◆ **PASSAGE CITÉ**:
Vu la procédure suivante :
Procédure contentieuse antérieure :
M. A... B... a demandé au tribunal administratif de Cergy-Pontoise d'annuler l'arrêté du 24 octobre 2022 par lequel le préfet du Val-d'Oise lui a fait obligation de quitter le territoire français sans délai, a fixé le pays de destination en cas d'exécution d'office et lui a interdit le retour sur le territoire français pendant une durée d'un an ;
Par un jugement n° 2214676 du 9 décembre 2022, le tribunal administratif de Cergy-Pontoise a rejeté sa demande.
Procédure devant la cour :
Par une requête, enregistrée le 7 janvier 2023, M. A... C... B..., représenté par Me Nassima Kacemi-Belabes, demande à la cour :
1°) d'annuler ce jugement ;
2°) d'annuler, pour excès de pouvoir, cet arrêté ;
3°) d'enjoindre au préfet du Val-d'Oise de lui délivrer une autorisation provisoire de séjour sous astreinte de 100 euros par jour de retard dans un délai d'une semaine suivant la notification du jugement ;
4°) de mettre à la charge de l'Etat la somme de 2 000 euros au titre des dispositions de l'article L. 761-1 du code de justice administrative, sous réserve que son avocat renonce au bénéfice de la part contributive de l'Etat au titre de l'aide juridictionnelle.

◆ **À FAIRE**:
1. Renvoyez le passage de l'extrait de procédure qui va de « Procédure devant la » à « de l'aide juridictionnelle. ».
2. D'après l'extrait de procédure, à quelle date la requête devant la cour a-t-elle été enregistrée ?
3. Dressez la liste de toutes les demandes adressées à la cour dans l'extrait de procédure.
Les items ne jouent aucun rôle ici.

(Enregistrements extraits)
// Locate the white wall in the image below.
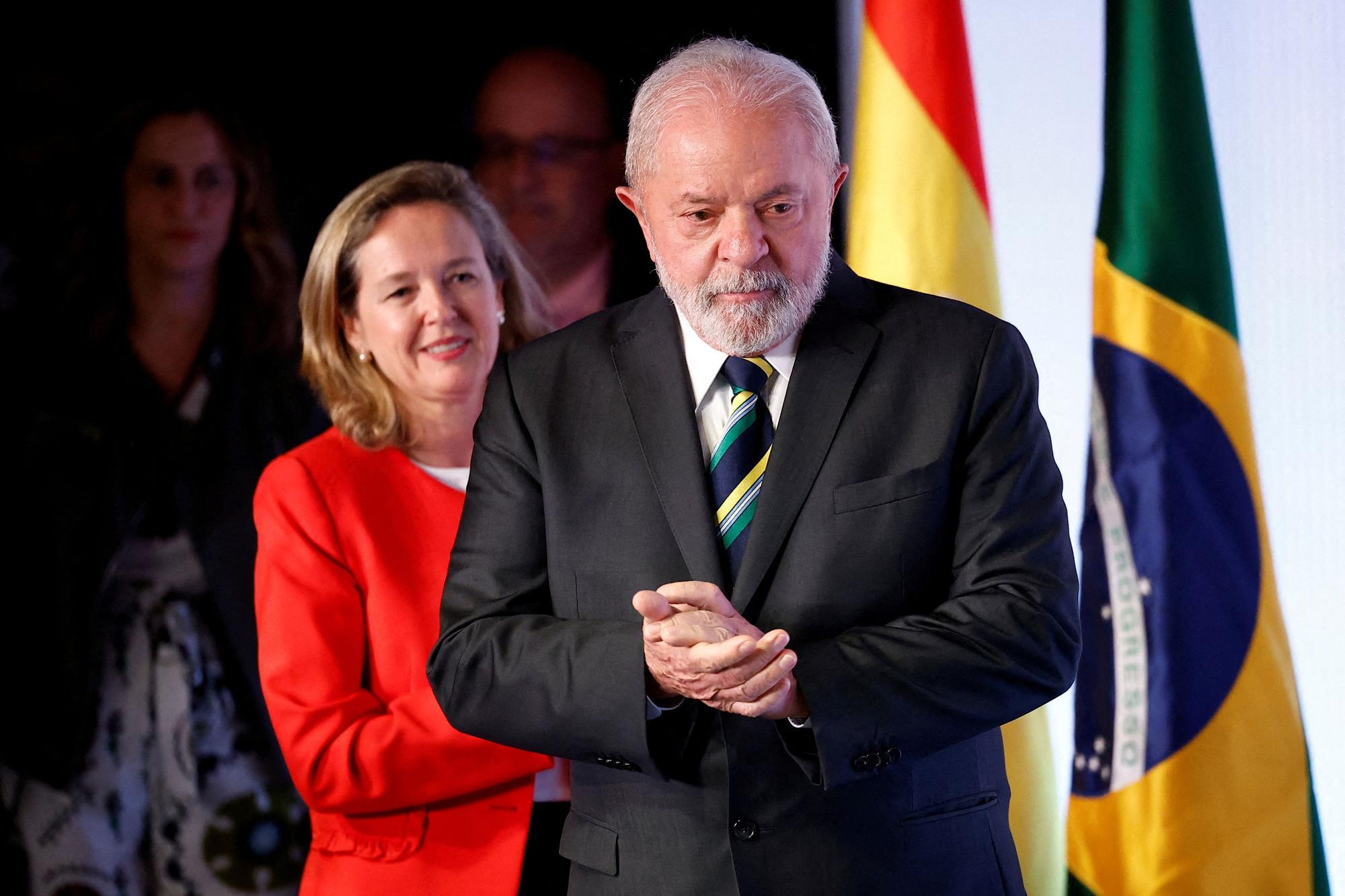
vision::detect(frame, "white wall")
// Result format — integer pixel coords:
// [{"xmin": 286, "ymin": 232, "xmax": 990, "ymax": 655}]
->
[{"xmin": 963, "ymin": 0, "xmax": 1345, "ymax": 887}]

◆ **RÉPONSES DANS L'ORDRE**:
1.
Procédure devant la cour :
Par une requête, enregistrée le 7 janvier 2023, M. A... C... B..., représenté par Me Nassima Kacemi-Belabes, demande à la cour :
1°) d'annuler ce jugement ;
2°) d'annuler, pour excès de pouvoir, cet arrêté ;
3°) d'enjoindre au préfet du Val-d'Oise de lui délivrer une autorisation provisoire de séjour sous astreinte de 100 euros par jour de retard dans un délai d'une semaine suivant la notification du jugement ;
4°) de mettre à la charge de l'Etat la somme de 2 000 euros au titre des dispositions de l'article L. 761-1 du code de justice administrative, sous réserve que son avocat renonce au bénéfice de la part contributive de l'Etat au titre de l'aide juridictionnelle.

2. Le 7 janvier 2023.

3.
- Annuler le jugement du tribunal administratif de Cergy-Pontoise.
- Annuler, pour excès de pouvoir, l'arrêté.
- Enjoindre au préfet du Val-d'Oise de lui délivrer une autorisation provisoire de séjour sous astreinte de 100 euros par jour de retard dans un délai d'une semaine suivant la notification du jugement.
- Mettre à la charge de l'État la somme de 2 000 euros au titre de l'article L. 761-1 du code de justice administrative, sous réserve que son avocat renonce au bénéfice de la part contributive de l'État au titre de l'aide juridictionnelle.